• **EXCERPT TO READ**:

......

Just as car manufacturers were coming to terms with supply shortages caused by the pandemic, the war in Ukraine is now creating major problems in supply chains that are having an immediate impact. Car production in Europe and elsewhere is already slowing.
This is likely to mean people ordering cars here and elsewhere will face new and even longer delays before delivery.
Reuters reports that Volkswagen and BMW are already scrambling to find alternative sources of vital parts made in Ukraine from as far afield as China and Mexico, as Russia's invasion halts assembly lines and breaks complex supply chains.

The Reuters report says the hunt for new supplies is the latest challenge for an auto industry already reeling from soaring metal and energy prices, supply chains snarled by the pandemic, and a shortage of semiconductor chips.
The fighting in Ukraine has now disrupted output of wire harnesses, which bundle up to 5 km of cables in the average car. Unique to each model, vehicles cannot be built without them.
Volkwagen and and BMW have cut output and temporarily closed some assembly lines, while Mercedes-Benz has warned its production will be affected soon.
VW's premium brand Audi said the entire Volkswagen group is working to get major suppliers to relocate their Ukrainian wire harness production to other plants, or find alternative suppliers. That search includes Eastern Europe, North Africa, Mexico and "possibly" China, it said.

......

• **INSTRUCTIONS TO FOLLOW**:
Turn the paragraph beginning "VW's premium brand Audi said" in the piece on the war in Ukraine and car production into a short bulleted list that keeps its main facts. The entries that follow come from a separate source.

......

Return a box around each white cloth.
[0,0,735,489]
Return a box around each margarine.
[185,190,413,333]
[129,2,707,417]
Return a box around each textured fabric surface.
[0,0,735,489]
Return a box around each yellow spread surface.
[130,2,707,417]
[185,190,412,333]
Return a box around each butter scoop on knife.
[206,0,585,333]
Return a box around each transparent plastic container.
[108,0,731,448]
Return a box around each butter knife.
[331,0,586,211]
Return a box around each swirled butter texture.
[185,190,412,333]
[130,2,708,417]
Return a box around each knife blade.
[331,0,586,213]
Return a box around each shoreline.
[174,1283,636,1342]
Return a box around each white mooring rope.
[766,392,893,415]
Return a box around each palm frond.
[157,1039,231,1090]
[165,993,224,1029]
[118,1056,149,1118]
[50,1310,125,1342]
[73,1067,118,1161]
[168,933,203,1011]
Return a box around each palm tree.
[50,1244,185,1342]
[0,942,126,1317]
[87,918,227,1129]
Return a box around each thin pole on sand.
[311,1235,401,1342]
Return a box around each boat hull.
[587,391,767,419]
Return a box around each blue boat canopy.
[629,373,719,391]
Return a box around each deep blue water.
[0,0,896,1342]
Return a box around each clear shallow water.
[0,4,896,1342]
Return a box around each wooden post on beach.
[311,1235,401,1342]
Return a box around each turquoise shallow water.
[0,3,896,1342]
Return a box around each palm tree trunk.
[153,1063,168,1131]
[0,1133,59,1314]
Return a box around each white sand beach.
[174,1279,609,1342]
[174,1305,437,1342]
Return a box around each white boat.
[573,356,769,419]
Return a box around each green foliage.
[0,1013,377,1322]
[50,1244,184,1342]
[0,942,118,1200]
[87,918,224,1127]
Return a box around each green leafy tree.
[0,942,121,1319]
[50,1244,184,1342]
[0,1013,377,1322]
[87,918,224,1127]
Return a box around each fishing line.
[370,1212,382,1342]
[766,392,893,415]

......

• **SOLUTION**:
- Audi, VW's premium brand, said the whole Volkswagen group is working to get major suppliers to move their Ukrainian wire harness production to other plants or to find alternative suppliers.
- The search covers Eastern Europe, North Africa, Mexico and "possibly" China.